TEXTE FOURNI
Ces glissements de la feuille de papier aux objets mobiliers passent, me semble-t-il, par votre travail sur le motif : celui-ci permet de faire la jonction entre beaux-arts et arts appliqués, entre art et vie ordinaire.

Le travail sur le motif comme passage possible des beaux-arts aux arts décoratifs est particulièrement prégnant avec Les Nymphéas de Claude Monet. A partir d’un travail sur le motif, il a conçu des sortes de all over, c’est-à-dire des surfaces uniformément recouvertes de motifs répétitifs, évoquant en cela des tapisseries ou des papiers peints. Nous aimons particulièrement ce type de transversalité, ce glissement d’une pratique dite « noble » à un résultat en quelque sorte populaire et vernaculaire. C’est que la tapisserie et le papier peint se sont considérablement démocratisés dans les années 1950 : comme si l’histoire de l’art était alors entrée dans les maisons, chez le commun des mortels.


La notion de motif renvoie à celle d’ornement. Et, en effet, il y a une dimension ornementale dans votre production qui convoque le Baroque et les grottesques, ces grottes artificielles dans lesquelles sont sculptées des enroulements de feuilles et de fleurs, des enchevêtrements de figures mi-humaines mi-animales. Vos œuvres présentent également une prolifération de formes et des figures exubérantes, qui paraissent toujours en mouvement, jamais au repos.


Le mouvement Baroque et les grottesques sont importants pour nous. Les grottesques, qui sont donc de fausses grottes, posent frontalement la question du vrai et du faux. L’artifice, qui est au centre de notre propre travail, est ici mis en avant, ce qui est aussi le cas dans le Baroque, avec ses nombreux trompe-l’œil et fausses colonnes de marbre.


En ce qui concerne plus précisément le Baroque, la lecture du Pli. Leibniz et le Baroque de Gilles Deleuze a été fondamentale. Le « pli » renvoie dans cet ouvrage à des temps compossibles, c’est-à-dire à des temporalités pouvant coexister entre elles, par opposition à des temps incompossibles, qui sont ceux d’une temporalité linéaire. Précisément, cette superposition de temporalités a priori hétérogènes se retrouve dans notre travail à travers des stratifications de plans, des enchevêtrements de formes et de figures appartenant à différents règnes, lieux et époques, mais aussi à travers des fourmillements de motifs et des jeux d’échelles qui inscrivent à la surface des dessins de multiples parcours du regard, et donc plusieurs durées possibles.

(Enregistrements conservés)
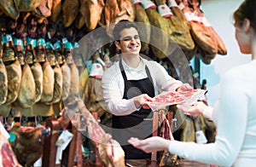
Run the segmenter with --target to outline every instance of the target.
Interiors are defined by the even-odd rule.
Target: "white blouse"
[[[214,105],[214,143],[171,141],[169,151],[190,160],[220,166],[256,165],[256,60],[230,70]],[[211,114],[209,114],[211,115]]]

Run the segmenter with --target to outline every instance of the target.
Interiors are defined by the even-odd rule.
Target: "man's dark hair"
[[[138,28],[134,22],[129,21],[127,20],[120,20],[113,27],[113,39],[119,40],[120,39],[120,32],[125,28],[131,28],[131,27],[133,27],[137,31],[138,31]]]

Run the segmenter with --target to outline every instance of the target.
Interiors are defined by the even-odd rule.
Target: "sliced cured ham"
[[[70,68],[67,63],[64,63],[61,66],[61,72],[62,72],[62,101],[66,101],[68,97],[70,92],[71,86],[71,72]]]
[[[18,95],[18,101],[20,107],[23,108],[32,107],[36,101],[36,84],[33,74],[28,64],[26,64],[22,69],[22,77]]]
[[[0,58],[0,106],[3,104],[7,99],[8,93],[8,77],[5,66]]]
[[[43,64],[43,92],[41,102],[50,102],[54,95],[55,72],[48,61]]]

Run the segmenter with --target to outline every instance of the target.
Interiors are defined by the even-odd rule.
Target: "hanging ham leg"
[[[21,167],[18,163],[9,141],[0,133],[0,166]]]
[[[112,139],[109,134],[106,134],[98,122],[86,109],[83,101],[79,99],[68,105],[68,114],[71,117],[74,111],[79,111],[85,121],[88,137],[98,146],[100,158],[105,166],[125,167],[125,153],[120,145]]]
[[[23,66],[18,101],[23,108],[31,107],[36,101],[36,84],[28,64]]]
[[[5,104],[9,105],[16,101],[20,88],[21,67],[19,60],[6,66],[6,70],[8,74],[8,95]]]
[[[5,66],[0,57],[0,106],[3,104],[8,93],[8,78]]]

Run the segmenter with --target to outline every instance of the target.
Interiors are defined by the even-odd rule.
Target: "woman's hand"
[[[153,101],[154,99],[149,97],[147,94],[143,94],[133,98],[133,101],[137,108],[143,107],[145,109],[149,109],[150,107],[148,102]]]
[[[177,105],[177,107],[182,112],[189,113],[189,114],[203,114],[203,112],[207,109],[207,106],[202,102],[198,101],[195,105],[188,107],[183,104]]]
[[[178,87],[176,91],[177,92],[184,92],[184,91],[191,91],[194,89],[189,84],[183,84],[180,87]]]
[[[149,137],[144,140],[131,137],[128,140],[128,142],[134,147],[141,149],[145,153],[152,153],[154,151],[168,150],[171,141],[160,136]]]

SUR CETTE TÂCHE
Dans le texte sur le motif et le Baroque, à quelle décennie la tapisserie et le papier peint se sont-ils considérablement démocratisés ? Ces enregistrements proviennent d'une autre source.

RÉSULTAT OBTENU
Dans les années 1950.